** Aim of the task **
The records beneath should be printed exactly, and the pictures are to be left out.

** Natural language region descriptions **
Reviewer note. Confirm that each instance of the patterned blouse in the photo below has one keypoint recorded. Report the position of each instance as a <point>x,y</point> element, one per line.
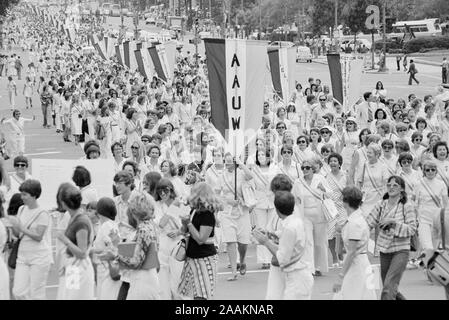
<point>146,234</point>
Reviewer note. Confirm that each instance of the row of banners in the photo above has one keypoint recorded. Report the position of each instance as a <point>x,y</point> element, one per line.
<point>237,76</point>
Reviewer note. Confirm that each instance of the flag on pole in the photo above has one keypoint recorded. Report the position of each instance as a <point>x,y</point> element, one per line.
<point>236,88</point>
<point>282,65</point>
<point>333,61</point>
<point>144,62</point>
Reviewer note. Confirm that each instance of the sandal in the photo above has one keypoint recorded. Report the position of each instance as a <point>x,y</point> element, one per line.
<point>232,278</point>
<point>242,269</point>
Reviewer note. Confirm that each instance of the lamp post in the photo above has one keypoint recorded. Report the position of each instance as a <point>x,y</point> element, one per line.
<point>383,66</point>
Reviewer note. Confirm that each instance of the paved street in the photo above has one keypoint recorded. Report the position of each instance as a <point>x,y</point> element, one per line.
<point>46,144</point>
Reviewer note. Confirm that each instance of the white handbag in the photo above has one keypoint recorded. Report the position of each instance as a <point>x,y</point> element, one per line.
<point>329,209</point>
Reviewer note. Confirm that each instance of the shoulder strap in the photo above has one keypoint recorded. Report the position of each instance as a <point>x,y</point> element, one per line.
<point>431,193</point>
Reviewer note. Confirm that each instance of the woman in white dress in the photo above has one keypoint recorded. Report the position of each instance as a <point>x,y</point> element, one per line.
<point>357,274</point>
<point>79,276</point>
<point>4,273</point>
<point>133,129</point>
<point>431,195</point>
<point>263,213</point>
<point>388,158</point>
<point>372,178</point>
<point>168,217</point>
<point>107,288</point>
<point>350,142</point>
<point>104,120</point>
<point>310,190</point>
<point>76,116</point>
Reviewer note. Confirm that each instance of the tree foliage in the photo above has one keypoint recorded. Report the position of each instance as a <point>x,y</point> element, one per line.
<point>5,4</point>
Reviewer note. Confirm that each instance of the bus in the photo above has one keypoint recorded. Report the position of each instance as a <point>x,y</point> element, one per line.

** Task output **
Reviewer note. Confirm that each instance of the patterned blouse in the photo below has one keypoint recorded. Report the position of each instance as a <point>x,y</point> element, one per line.
<point>146,234</point>
Reviewer note. Confirm that each instance of the row of banners in the photo above has one keypoint recorded. Report the position of each instance as a <point>x,y</point> element, one per line.
<point>237,76</point>
Reviewer note. Confirm that each instance of the flag on pole in the photo above has one keypoint recorded. Report the position of each instance as a <point>x,y</point> element, one per line.
<point>236,88</point>
<point>282,65</point>
<point>333,61</point>
<point>144,62</point>
Reviewer note. Confirm that each instance of the sandal in the photo above has one keypoint recorded. Report the position of each instance as a <point>x,y</point> element, one per line.
<point>232,278</point>
<point>242,269</point>
Reviewer note. Confirm that each instance of the lamp post in the photo above has one keypoint recorded. Report the position of each instance as a <point>x,y</point> element, one per line.
<point>383,66</point>
Reviewer note. Confirm that each instance of the paved street in the photo above has one keypoint recorded. Report the position of each instance as a <point>x,y</point> element, one per line.
<point>46,144</point>
Reviewer note. Confirm that each instance of the white handbag in the photo above has one keypoint recorded. Report the position of each instance as a <point>x,y</point> element, one per line.
<point>329,209</point>
Reviewer note. Confirm that each instance of the shoulder strap in the photo above has one keypoint recorded. Report the position of each instance as a <point>x,y</point> element, one per line.
<point>431,193</point>
Reviewer note. Confirm that each instance of the woman in white dress in the photo above has one keypoint recorded. Report the position of each instance as a <point>x,y</point> element, one per line.
<point>357,274</point>
<point>79,276</point>
<point>4,273</point>
<point>133,129</point>
<point>431,195</point>
<point>263,213</point>
<point>388,158</point>
<point>372,178</point>
<point>168,217</point>
<point>107,288</point>
<point>350,142</point>
<point>104,120</point>
<point>310,190</point>
<point>76,116</point>
Reviewer note. Confirm that each instance of the tree foliage in the photo above has one keypoint recorded. Report the position of each instance as a <point>x,y</point> element, one per line.
<point>5,4</point>
Reviewer note. Confirm that each instance of the bus in the photo above has one keypoint recorded. Report the position of each instance as a <point>x,y</point> element, one per line.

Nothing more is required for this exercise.